* begin Record list *

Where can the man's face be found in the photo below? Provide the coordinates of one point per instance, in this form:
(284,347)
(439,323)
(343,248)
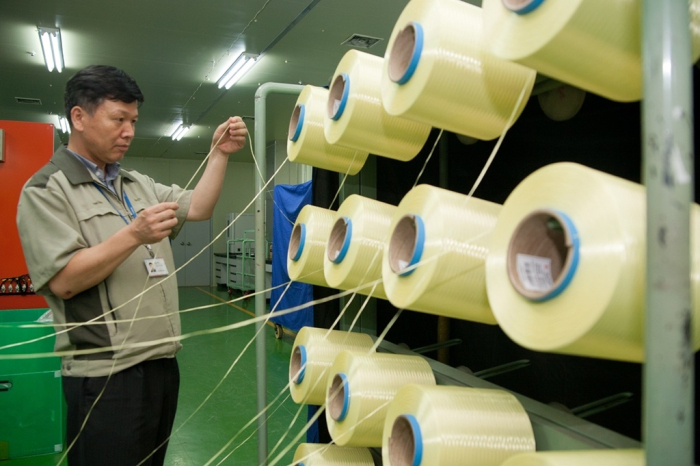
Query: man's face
(108,132)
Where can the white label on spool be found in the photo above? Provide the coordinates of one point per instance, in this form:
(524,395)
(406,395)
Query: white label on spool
(535,272)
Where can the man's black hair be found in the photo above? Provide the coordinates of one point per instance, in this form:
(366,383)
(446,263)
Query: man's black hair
(94,84)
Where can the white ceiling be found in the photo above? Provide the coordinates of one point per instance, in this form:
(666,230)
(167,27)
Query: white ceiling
(176,50)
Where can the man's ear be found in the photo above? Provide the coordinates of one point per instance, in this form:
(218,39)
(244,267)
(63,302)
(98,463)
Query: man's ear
(77,114)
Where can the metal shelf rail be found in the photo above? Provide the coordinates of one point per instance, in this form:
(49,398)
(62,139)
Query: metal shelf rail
(667,150)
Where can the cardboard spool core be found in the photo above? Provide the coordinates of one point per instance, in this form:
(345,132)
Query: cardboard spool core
(337,239)
(294,122)
(335,96)
(295,241)
(402,445)
(402,53)
(295,365)
(336,398)
(542,233)
(402,245)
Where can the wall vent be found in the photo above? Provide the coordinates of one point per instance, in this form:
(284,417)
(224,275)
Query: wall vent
(27,101)
(360,41)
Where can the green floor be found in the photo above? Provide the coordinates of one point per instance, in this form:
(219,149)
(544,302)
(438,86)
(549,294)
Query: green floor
(204,362)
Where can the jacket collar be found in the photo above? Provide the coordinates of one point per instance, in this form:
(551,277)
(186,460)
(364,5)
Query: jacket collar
(75,171)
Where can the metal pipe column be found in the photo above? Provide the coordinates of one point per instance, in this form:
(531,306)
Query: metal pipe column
(260,150)
(667,142)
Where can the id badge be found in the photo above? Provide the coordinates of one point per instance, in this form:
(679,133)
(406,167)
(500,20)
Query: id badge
(156,267)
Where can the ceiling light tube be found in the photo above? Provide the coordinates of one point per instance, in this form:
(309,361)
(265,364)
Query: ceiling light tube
(179,132)
(46,49)
(56,48)
(240,66)
(184,131)
(52,48)
(63,123)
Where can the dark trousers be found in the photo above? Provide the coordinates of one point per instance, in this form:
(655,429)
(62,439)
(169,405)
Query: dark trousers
(130,421)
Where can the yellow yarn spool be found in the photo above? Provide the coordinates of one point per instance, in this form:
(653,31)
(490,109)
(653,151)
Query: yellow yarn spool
(356,244)
(356,118)
(307,245)
(306,142)
(315,454)
(451,426)
(313,353)
(591,44)
(567,268)
(435,259)
(579,458)
(437,71)
(360,388)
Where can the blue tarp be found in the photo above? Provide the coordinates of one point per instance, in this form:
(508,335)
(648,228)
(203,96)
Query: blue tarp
(288,202)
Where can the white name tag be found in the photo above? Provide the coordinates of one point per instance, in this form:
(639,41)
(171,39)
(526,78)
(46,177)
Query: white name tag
(535,272)
(156,267)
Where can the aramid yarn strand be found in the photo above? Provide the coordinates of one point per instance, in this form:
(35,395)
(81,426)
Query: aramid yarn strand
(580,458)
(314,454)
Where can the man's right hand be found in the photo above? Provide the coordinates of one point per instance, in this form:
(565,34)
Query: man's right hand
(154,223)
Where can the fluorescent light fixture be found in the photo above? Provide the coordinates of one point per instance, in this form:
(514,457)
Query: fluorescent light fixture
(179,132)
(240,66)
(52,48)
(63,124)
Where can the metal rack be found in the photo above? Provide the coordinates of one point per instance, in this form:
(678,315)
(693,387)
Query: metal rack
(667,145)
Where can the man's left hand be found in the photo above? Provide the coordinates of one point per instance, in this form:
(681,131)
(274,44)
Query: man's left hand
(234,133)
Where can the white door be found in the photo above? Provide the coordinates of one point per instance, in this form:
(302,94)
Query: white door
(193,237)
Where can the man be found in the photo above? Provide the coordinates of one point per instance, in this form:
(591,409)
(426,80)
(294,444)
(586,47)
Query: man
(89,231)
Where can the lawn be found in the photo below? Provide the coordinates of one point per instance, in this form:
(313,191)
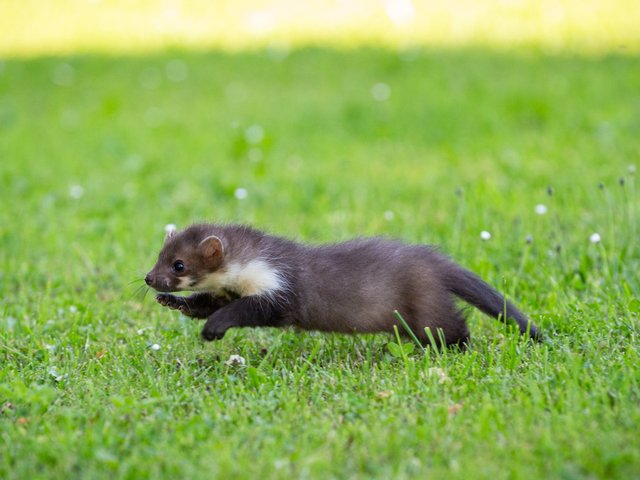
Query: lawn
(432,144)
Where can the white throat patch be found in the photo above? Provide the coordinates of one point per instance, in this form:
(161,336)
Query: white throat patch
(256,277)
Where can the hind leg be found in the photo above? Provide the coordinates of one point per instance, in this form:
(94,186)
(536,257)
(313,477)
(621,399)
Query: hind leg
(446,323)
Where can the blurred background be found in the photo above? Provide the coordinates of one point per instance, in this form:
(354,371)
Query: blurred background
(32,27)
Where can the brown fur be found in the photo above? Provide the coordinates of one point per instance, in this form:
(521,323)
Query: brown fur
(349,287)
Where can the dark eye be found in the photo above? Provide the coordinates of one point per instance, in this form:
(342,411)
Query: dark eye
(178,266)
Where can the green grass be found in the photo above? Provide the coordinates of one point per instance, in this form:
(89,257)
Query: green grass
(470,139)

* end Record list *

Exercise description =
Change "dark eye" to "dark nose" in everything from the line containing "Where can the dark eye" down to the end of the material, and give those lines again with nothing else altered.

Complete response =
Where can the dark nose be found in the photo above? Provide the coordinates of one point per instance, in this form:
(342,411)
Query: dark nose
(178,266)
Where can the green grass be found in the photo above? Provide the coordinates of one point per instance, in this form:
(89,257)
Query: green grass
(470,139)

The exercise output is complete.